Request:
Pull out each line from the rows below that contains the word "tree".

Extracted data entries:
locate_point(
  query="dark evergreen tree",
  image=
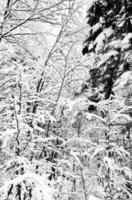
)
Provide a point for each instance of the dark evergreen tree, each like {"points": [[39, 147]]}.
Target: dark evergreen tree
{"points": [[109, 45], [110, 38]]}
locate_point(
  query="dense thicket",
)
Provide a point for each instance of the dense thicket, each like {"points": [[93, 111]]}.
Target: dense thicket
{"points": [[108, 45]]}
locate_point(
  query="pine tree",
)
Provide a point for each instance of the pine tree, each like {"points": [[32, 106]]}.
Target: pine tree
{"points": [[108, 45], [110, 38]]}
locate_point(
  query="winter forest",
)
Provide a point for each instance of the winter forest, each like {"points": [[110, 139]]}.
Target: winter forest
{"points": [[65, 99]]}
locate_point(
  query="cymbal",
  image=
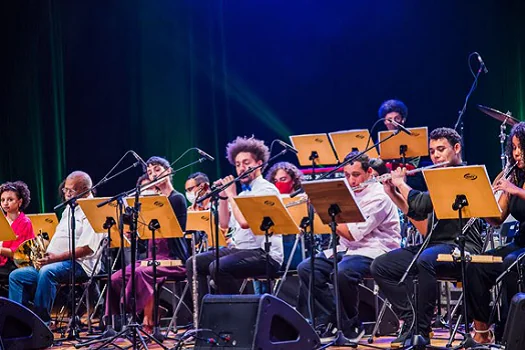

Solution for this exercise:
  query="dark evergreen tree",
Provide a point for each instance of the dark evergreen tree, each like {"points": [[39, 147]]}.
Target: dark evergreen tree
  query="pine tree",
Provide a point for each instance of the pine tree, each like {"points": [[32, 106]]}.
Target: pine tree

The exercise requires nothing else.